▶ Entries provided
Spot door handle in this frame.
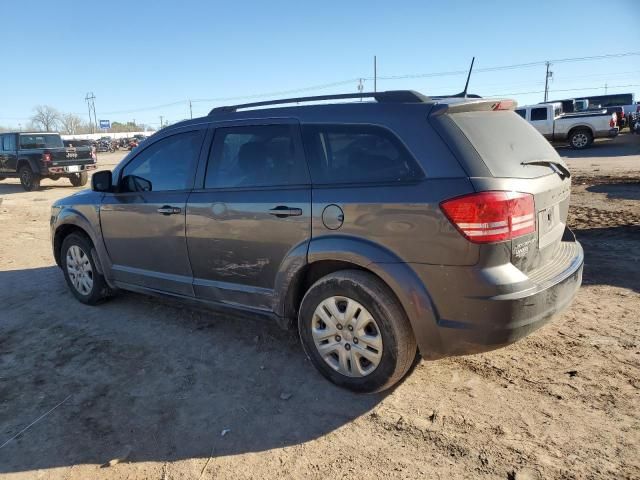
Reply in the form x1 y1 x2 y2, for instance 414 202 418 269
269 205 302 218
157 205 182 215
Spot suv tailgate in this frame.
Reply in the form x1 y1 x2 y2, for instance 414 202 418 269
436 109 571 273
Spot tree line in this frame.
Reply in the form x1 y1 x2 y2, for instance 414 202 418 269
19 105 145 135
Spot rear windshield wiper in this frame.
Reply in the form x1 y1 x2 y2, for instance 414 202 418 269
520 160 571 179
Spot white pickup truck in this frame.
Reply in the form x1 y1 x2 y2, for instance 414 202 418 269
516 103 618 149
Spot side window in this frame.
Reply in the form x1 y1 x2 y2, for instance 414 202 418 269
204 125 309 188
531 107 547 122
303 125 423 184
2 134 16 152
120 131 204 192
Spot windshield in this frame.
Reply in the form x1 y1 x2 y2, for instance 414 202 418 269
20 133 64 149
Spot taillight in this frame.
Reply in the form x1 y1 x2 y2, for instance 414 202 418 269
440 192 536 243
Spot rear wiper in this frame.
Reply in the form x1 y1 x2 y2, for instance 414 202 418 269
520 160 571 179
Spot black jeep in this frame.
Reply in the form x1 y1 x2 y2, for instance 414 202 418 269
0 132 96 191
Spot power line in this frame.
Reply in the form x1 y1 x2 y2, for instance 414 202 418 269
5 52 640 124
486 83 640 97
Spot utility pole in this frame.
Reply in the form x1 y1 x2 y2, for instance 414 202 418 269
373 55 378 92
544 62 553 102
84 92 98 133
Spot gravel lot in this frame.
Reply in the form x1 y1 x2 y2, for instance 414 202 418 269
0 134 640 479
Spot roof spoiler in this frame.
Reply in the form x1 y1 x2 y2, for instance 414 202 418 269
429 97 518 117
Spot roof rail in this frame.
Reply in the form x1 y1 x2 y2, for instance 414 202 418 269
209 90 431 115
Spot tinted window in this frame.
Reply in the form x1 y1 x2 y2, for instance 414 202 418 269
205 125 309 188
20 133 64 149
2 135 16 152
531 108 547 122
303 125 422 184
121 131 202 192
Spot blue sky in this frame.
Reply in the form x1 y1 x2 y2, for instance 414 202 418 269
0 0 640 126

▶ Exercise task
Can you reproduce the entries from the line containing "Spot utility pole in this frame." through the end of the entries, with every "Spot" swapped for "Locate" and nothing else altered?

▶ Answer to the task
Locate utility pole in this frame.
Reply in the form x1 y1 x2 y2, for instance 414 202 418 269
373 55 378 92
544 62 553 102
84 92 98 133
Locate gravel lot in this frame.
Reply in the form x1 y1 x2 y2, for instance 414 202 418 269
0 134 640 479
Locate roof spoiler in this frame.
Reply in the form x1 y1 x2 y2, for instance 414 202 418 269
429 97 518 117
Locate roof rail in this frame.
Reply in the form x1 y1 x2 y2, for instance 414 202 418 269
209 90 431 115
Locate tinted window in this frame.
Reply in the form x1 y1 x2 y2, for instance 414 202 418 269
205 125 309 188
20 133 64 149
2 135 16 152
531 108 547 122
303 125 422 184
121 131 202 192
Locate blue sky in this frame.
Reply in the form x1 y1 x2 y2, for instance 414 202 418 269
0 0 640 126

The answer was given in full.